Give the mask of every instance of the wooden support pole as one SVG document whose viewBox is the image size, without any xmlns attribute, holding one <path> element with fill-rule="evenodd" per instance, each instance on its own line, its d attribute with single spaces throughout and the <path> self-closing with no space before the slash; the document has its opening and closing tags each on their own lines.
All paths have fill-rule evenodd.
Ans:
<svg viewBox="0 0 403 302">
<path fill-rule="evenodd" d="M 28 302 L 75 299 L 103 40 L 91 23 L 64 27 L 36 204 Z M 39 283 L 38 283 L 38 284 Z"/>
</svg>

------------

Exercise instructions => Reproduce the records above, substituting "wooden fence post" for "wooden support pole" and leaving everything else unchanged.

Reply to the exercise =>
Give the mask of every instance of the wooden fence post as one SVG document whose viewBox is the image size, without any xmlns attribute, holding one <path> element with fill-rule="evenodd" per instance, each instance on its own line, its d attribute with single spaces throughout and the <path> self-closing with no space before the slash; the document has its opening and closing tags each on their own lines.
All paths have fill-rule evenodd.
Ans:
<svg viewBox="0 0 403 302">
<path fill-rule="evenodd" d="M 28 302 L 75 299 L 103 40 L 91 23 L 64 27 L 36 204 Z M 39 283 L 38 283 L 38 284 Z"/>
</svg>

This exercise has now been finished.